Natural language region descriptions:
****

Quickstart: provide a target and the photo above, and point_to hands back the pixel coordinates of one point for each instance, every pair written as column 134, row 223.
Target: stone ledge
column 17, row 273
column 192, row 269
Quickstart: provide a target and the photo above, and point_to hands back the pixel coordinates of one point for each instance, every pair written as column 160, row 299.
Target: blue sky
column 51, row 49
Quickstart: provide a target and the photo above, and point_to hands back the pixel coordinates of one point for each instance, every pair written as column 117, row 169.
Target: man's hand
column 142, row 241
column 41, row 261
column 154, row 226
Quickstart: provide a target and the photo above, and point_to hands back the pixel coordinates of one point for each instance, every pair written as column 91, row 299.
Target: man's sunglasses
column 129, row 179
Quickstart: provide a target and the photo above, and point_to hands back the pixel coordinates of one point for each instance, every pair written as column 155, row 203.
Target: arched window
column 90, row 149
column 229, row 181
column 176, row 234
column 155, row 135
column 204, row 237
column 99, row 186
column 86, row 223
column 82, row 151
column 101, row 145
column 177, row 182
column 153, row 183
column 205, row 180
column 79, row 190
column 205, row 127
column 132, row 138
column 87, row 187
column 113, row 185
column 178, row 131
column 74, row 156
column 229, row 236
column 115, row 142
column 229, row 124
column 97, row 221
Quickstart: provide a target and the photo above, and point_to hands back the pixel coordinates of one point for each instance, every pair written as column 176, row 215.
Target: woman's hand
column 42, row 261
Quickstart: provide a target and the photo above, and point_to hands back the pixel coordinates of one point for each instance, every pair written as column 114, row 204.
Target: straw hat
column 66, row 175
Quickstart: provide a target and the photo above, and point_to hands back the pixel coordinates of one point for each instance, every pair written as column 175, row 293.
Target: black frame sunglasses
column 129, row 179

****

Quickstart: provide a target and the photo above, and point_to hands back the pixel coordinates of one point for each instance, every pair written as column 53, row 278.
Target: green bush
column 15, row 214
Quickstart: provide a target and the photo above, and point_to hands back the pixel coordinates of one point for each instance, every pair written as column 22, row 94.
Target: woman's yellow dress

****

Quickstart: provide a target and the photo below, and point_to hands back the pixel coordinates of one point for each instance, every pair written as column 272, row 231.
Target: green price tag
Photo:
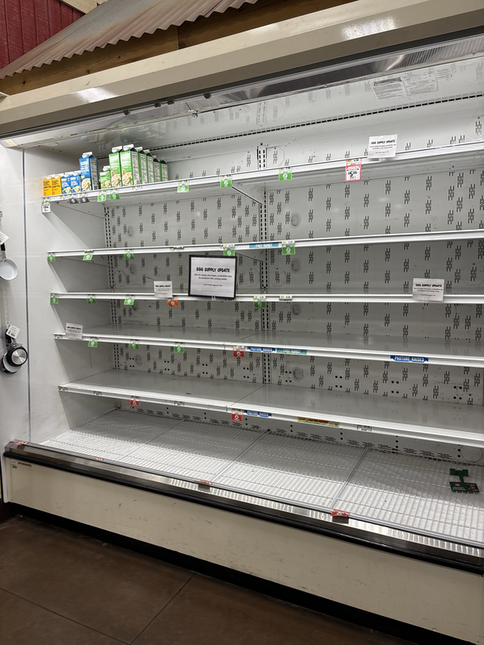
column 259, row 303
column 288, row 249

****

- _WORK REQUEST_
Only the lines above from the line containing "134, row 223." through the line containing "155, row 203." should be retyped, exactly and with both ends included.

- _COMPLETED TASK_
Quickstart: provide a target and the photo above, and point_to hands back the pixel coordinates of one point for each instance, every pair written as column 134, row 223.
Target: stone ledge
column 17, row 273
column 192, row 269
Quickstart: provide a target and the photo above, and point_to hands back the pixel coordinates of one point for each instance, every pair written as column 160, row 299.
Target: blue sky
column 51, row 49
Quickstart: provide a target and the photo above, and point_to hands back the pixel coordinates of one point for each instance, every pair written as column 117, row 169.
Target: man's hand
column 142, row 241
column 41, row 261
column 154, row 226
Quickstart: provide a target and the photo above, and point_to hands back the pixel coordinates of one point for each instance, every pair written as column 91, row 299.
Target: man's sunglasses
column 129, row 179
Quickstart: provide a target and the photo above, and point_to hands back the pixel coordinates of one point for each instance, every pair written as column 155, row 203.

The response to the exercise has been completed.